→ Text block:
====

Hitting fifty might be a brutal and rough rite of passage. Some experiences seem incomplete, while others may have taken their toll and brutally accelerated our sinking into decrepitude. Yet in this day and age, fifty is the new twenty and the creative transformation of Abidjan’s La Pyramide (Côte d’Ivoire) is simply a case in point. To celebrate the marking of the 50th anniversary of this iconic brutalist building and give it a new lease on life after a period of abandonment, the Plateau district of Abidjan, under the artistic leadership of Agency II.V.I turned to some of the most talented and vibrant local and international street artists. Katre and Dourone were among the six who answered the call.
Considered to be his largest performance to date over a wall that reaches a height of 64 meters, French artist Katre produced his architectural interpretation of La Pyramide through the use of his trademark approach to abandoned constructions. By mixing a colorful and vibrant background with monochrome perspective drawings of his own pictures of the building, Katre wished to invite the viewer to step inside the triangle and imagine the space and the people who once inhabited it. He toyed with the wedge-shaped graphic element that represents the building, like a ray of light refracting through a triangular prism dispersing into a splash of colors. A vision reminiscent of Pink Floyd’s The Dark Side of the Moon album cover which ironically, also celebrates its 50th anniversary this year. Katre played with the triangle element just like George Hardie did when designing the iconic Floyd’s album cover. “Triangles are symbols of ambition, and are redolent of pyramids, both cosmic and mad in equal measure”, Hardie had said of his design. Cosmic indeed, as we witness the perfect alignment of the stars, brought together by this singular triangular shape. Katre’s layering of bold black architectural lines over a splash of colors had always been his signature in an effort to rebuild forgotten spaces through art, and this form of communication is depicted yet again in the heart of Abidjian. Between Katre’s contemporary animated art over a vibrant orange-ochre gradient prism to symbolize “renewal” and the 50-year old brutalist La Pyramide architecture, communication between two different worlds and eras simply becomes a communal rite of passage between a forgotten past, and a dynamic future.
Renewal. Regeneration. Rebirth. The theme is at the heart of this project, Dourone explains. The eclectic and self-taught Spanish-French couple, Fabio Lopez and Élodie Arshak completed in just ten days the highest mural in all of West Africa, using 63 colors but only a brush. Abiding by Galeano’s Sentipensante movement, feeling with the head and thinking with the heart, Dourone’s art and image compositions have always reflected on everyday human behavior and human relationship with society, through a vivid combination of colors and pixels. And this mural is no different. Yet while the lower section of the mural portrays a young Ivorian man illustrated in the recognizable Dourone style, the upper part breaks away from what is traditionally expected from the duo and gives out a much bolder message. Over a background of random duotone faces – men, women and children – stands out a colorful and vibrant young girl. While the young man in the lower part seems to be confidently heading into the future, the younger girl on the other hand stops in the present and looks back at us, intently, deeply, with confidence and resolve. “This is our vision of Africa: a young, dynamic and constantly evolving continent where the present and the future are juxtaposed, and the future is through this girl, a bearer of strength and determination.” Their mural is rightly entitled, The World of Tomorrow.

====

Contour annotation entries
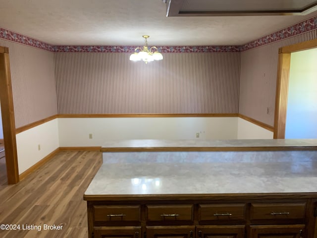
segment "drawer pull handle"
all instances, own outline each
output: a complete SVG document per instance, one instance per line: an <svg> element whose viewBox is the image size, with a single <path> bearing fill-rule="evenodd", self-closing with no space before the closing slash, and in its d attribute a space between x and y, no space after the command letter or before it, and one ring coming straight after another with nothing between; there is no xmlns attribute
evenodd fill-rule
<svg viewBox="0 0 317 238"><path fill-rule="evenodd" d="M109 214L107 215L107 217L125 217L125 214Z"/></svg>
<svg viewBox="0 0 317 238"><path fill-rule="evenodd" d="M270 215L289 215L289 212L272 212L270 213Z"/></svg>
<svg viewBox="0 0 317 238"><path fill-rule="evenodd" d="M160 215L161 217L179 217L179 214L162 214Z"/></svg>
<svg viewBox="0 0 317 238"><path fill-rule="evenodd" d="M231 213L215 213L214 214L213 214L213 216L214 216L215 217L218 217L218 216L232 216L232 214Z"/></svg>

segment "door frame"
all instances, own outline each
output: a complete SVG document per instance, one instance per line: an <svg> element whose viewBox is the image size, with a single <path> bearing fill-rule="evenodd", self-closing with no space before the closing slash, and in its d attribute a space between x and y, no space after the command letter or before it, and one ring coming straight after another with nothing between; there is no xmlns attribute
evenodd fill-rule
<svg viewBox="0 0 317 238"><path fill-rule="evenodd" d="M0 46L0 102L9 184L19 181L9 48Z"/></svg>
<svg viewBox="0 0 317 238"><path fill-rule="evenodd" d="M317 39L278 49L277 78L274 116L274 139L285 139L291 54L317 47Z"/></svg>

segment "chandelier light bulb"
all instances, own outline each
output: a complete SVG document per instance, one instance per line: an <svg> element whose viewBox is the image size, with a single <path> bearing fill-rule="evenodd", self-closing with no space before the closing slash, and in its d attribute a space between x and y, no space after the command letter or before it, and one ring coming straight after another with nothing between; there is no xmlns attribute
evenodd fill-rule
<svg viewBox="0 0 317 238"><path fill-rule="evenodd" d="M144 46L141 48L137 47L135 50L134 53L130 56L130 60L132 61L139 61L142 60L145 63L148 62L156 60L160 60L163 59L163 56L158 52L158 48L153 46L149 48L148 46L147 39L149 36L144 35L142 37L145 39Z"/></svg>

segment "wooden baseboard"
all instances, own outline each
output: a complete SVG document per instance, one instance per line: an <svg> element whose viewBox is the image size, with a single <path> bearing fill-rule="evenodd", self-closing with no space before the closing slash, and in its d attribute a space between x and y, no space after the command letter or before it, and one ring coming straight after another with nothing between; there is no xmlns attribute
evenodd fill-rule
<svg viewBox="0 0 317 238"><path fill-rule="evenodd" d="M49 161L50 161L50 160L51 160L51 159L52 159L53 156L57 154L58 151L59 151L59 148L57 148L56 150L49 154L48 155L45 156L44 158L35 164L34 165L29 168L23 173L19 175L19 178L20 178L20 181L25 178L25 177L26 177L28 175L34 172L36 170L40 168L41 166L43 166L44 164L49 162Z"/></svg>
<svg viewBox="0 0 317 238"><path fill-rule="evenodd" d="M60 150L79 150L87 151L100 151L101 146L81 146L81 147L59 147Z"/></svg>

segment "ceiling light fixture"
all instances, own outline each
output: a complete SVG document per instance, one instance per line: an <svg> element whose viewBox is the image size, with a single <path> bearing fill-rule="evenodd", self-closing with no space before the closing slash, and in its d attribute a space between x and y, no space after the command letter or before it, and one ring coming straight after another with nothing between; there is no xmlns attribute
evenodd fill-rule
<svg viewBox="0 0 317 238"><path fill-rule="evenodd" d="M142 48L137 47L135 48L134 53L130 56L130 60L132 61L139 61L142 60L145 63L151 61L160 60L163 59L163 56L158 51L158 48L155 46L152 46L149 49L148 41L147 39L149 36L142 36L145 39L145 44Z"/></svg>

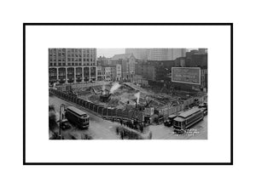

====

→ Task goal:
Reproduce the part of the La Pyramide mural article above, starting at "Hitting fifty might" and ending at "answered the call.".

→ Answer to this problem:
Hitting fifty might be a brutal and rough rite of passage. Some experiences seem incomplete, while others may have taken their toll and brutally accelerated our sinking into decrepitude. Yet in this day and age, fifty is the new twenty and the creative transformation of Abidjan’s La Pyramide (Côte d’Ivoire) is simply a case in point. To celebrate the marking of the 50th anniversary of this iconic brutalist building and give it a new lease on life after a period of abandonment, the Plateau district of Abidjan, under the artistic leadership of Agency II.V.I turned to some of the most talented and vibrant local and international street artists. Katre and Dourone were among the six who answered the call.